Recorded data:
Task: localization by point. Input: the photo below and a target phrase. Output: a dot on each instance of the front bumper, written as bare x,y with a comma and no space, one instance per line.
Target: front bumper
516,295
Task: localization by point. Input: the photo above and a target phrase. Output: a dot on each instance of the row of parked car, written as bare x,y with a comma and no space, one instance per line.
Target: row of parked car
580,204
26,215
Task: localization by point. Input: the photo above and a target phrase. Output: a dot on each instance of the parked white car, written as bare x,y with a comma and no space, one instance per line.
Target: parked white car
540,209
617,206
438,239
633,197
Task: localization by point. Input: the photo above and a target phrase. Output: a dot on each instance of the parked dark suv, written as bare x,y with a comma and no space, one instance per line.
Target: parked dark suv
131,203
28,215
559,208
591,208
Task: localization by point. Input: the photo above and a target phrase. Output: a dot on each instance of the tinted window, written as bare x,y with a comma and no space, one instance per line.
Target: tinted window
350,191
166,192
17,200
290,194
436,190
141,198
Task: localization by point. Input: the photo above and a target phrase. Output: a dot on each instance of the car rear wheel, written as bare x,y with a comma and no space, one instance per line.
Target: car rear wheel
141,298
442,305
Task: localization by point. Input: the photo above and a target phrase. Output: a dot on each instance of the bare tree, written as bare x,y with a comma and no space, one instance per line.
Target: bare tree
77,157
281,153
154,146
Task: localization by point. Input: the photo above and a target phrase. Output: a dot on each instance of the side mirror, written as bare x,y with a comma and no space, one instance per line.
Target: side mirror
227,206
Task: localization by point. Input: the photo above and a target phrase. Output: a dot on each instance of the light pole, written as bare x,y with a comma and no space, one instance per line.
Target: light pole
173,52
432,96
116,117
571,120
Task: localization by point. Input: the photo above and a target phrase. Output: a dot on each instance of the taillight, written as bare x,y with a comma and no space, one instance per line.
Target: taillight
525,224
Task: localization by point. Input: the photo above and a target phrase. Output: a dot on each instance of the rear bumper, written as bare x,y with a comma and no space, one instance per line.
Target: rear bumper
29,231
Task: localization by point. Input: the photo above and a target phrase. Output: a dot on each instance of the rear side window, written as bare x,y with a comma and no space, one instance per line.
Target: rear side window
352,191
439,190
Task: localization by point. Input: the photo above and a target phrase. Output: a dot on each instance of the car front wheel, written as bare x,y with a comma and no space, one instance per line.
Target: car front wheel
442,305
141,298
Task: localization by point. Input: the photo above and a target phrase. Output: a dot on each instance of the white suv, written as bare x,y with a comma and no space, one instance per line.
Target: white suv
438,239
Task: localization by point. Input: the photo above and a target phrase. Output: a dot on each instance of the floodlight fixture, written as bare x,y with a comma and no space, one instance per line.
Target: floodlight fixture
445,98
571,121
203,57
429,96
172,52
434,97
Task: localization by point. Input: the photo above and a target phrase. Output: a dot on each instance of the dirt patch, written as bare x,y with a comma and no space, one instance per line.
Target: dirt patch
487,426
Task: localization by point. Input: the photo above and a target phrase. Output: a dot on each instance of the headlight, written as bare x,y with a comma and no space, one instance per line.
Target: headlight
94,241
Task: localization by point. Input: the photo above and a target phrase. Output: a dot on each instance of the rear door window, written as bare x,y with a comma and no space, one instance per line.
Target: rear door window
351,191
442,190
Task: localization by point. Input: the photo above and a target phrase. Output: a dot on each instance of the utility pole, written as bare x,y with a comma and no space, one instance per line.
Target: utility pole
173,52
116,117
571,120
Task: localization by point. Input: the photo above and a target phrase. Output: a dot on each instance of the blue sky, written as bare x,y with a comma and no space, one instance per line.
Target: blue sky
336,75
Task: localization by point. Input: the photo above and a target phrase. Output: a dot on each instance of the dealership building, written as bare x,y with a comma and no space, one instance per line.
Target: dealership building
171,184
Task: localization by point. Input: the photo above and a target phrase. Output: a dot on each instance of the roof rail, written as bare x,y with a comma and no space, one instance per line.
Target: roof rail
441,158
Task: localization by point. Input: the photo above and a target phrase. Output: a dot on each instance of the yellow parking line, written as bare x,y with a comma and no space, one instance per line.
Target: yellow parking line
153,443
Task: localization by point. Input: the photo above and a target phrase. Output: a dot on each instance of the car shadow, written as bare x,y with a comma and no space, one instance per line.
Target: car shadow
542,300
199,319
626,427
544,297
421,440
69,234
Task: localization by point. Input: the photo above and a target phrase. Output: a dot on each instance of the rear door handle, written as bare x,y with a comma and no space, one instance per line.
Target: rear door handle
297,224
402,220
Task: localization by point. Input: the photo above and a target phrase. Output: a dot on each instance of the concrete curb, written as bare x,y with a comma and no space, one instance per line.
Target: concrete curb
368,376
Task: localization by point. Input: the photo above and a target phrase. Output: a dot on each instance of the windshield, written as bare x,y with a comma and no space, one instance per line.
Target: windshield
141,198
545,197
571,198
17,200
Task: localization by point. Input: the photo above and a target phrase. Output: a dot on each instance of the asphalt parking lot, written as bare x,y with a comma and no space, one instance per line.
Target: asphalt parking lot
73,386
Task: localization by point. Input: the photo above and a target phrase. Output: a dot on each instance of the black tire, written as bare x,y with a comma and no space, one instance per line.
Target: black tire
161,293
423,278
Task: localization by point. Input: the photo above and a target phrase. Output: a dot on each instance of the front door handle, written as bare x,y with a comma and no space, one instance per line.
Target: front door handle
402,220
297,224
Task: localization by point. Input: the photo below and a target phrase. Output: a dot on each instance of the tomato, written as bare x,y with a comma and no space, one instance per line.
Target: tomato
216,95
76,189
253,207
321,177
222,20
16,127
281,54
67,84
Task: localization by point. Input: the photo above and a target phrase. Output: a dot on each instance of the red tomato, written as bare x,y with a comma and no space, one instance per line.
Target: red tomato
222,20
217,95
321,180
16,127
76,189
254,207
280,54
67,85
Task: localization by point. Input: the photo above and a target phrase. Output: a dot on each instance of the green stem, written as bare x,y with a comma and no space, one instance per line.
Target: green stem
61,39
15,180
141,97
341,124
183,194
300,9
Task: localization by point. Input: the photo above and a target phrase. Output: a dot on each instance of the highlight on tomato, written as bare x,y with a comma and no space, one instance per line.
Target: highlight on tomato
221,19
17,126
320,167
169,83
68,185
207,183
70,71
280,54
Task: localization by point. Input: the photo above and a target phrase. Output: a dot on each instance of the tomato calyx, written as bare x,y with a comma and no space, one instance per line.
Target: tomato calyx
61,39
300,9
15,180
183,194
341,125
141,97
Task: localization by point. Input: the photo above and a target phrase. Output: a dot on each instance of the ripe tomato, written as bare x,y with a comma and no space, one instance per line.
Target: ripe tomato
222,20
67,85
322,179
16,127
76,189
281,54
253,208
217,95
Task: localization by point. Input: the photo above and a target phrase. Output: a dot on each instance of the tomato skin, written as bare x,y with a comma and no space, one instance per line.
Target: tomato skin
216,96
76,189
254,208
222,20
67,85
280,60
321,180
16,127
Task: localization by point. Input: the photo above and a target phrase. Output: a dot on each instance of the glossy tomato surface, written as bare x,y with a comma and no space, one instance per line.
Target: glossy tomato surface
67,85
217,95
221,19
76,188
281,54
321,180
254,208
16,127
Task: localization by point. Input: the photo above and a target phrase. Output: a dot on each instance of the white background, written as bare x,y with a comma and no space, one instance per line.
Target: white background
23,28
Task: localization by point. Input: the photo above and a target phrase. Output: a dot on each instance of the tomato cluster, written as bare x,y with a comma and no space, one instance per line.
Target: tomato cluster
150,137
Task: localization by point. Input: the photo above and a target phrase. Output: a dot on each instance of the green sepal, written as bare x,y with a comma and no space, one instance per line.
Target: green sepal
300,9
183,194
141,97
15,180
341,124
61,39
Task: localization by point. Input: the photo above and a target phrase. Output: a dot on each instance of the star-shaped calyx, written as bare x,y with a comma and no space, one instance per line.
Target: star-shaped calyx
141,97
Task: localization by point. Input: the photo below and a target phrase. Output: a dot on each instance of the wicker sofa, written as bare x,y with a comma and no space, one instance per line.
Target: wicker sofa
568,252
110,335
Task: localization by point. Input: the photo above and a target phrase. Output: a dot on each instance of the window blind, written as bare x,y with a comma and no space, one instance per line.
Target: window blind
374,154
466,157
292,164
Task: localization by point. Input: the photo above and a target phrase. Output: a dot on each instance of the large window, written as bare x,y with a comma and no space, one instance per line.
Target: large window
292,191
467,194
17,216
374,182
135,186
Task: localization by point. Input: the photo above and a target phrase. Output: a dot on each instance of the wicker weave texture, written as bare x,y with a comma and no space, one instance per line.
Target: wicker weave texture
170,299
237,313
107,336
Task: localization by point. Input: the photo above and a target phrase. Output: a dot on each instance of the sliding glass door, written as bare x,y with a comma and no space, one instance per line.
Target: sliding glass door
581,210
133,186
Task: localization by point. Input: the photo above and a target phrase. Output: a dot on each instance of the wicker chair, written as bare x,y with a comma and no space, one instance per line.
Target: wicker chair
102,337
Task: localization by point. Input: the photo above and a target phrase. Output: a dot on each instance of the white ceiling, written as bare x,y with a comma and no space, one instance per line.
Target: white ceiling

> [THE REQUEST]
Locate "of the large" in the material, then quote the line that contains it and all lines after it through the final one.

> [ANSWER TO THIS PROBLEM]
Task: localization by point. Input: the photo above and a target phrase. Output: a dot on each instance of the large window, written as bare x,y with a comma and no space, one instance per line.
Target: large window
292,191
467,194
17,216
374,182
135,186
Task: localization by point. Input: the photo above and a target phrase. Output: a dot on each instance of the wicker weave texture, written as bare x,y with a comma and no space, one instance per line.
Target: wicker weave texture
170,299
237,313
107,336
Task: localization by point. Input: the photo above and a target phrase. Output: a dot on each instance of the sliding glass door, written as bare x,y with a comma and no space, one instance per line.
Target: sliding glass door
581,210
133,186
Task: localization by point. Input: the photo above and a target phrase. Output: a dot on each instance of the wicker chair, written as bare x,y with a comma and no space, one instance per line.
Target: wicker chair
102,337
Task: localization by point. Input: the photo above and a target phrase. Output: a dot on each instance of the white ceiling, written as bare x,y with a comma and no space, one instance per line.
Target: white ceiling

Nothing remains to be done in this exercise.